Position annotation lines:
>>>>>

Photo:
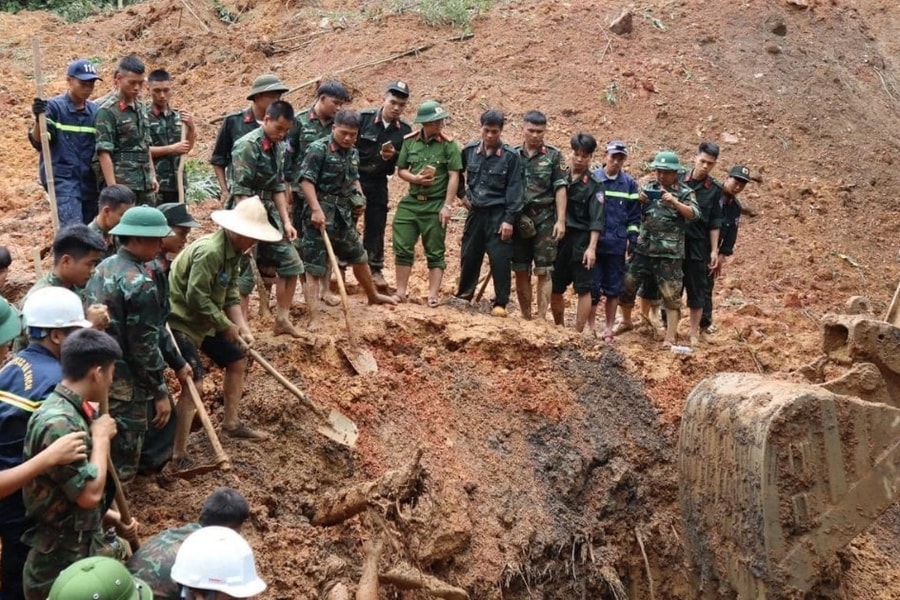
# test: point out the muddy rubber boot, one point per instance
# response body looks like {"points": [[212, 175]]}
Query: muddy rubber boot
{"points": [[523, 293], [265, 295], [544, 289]]}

<<<<<

GIVEN PROBLEM: Copy the lines above verbatim, leaving out the picture.

RESPONSE TO THIS EXERCISE:
Photo:
# test: point out the muddy rubber boot, one point per instance
# response body looks like {"points": [[212, 175]]}
Query: muddy rubber boot
{"points": [[523, 293], [265, 295], [544, 289]]}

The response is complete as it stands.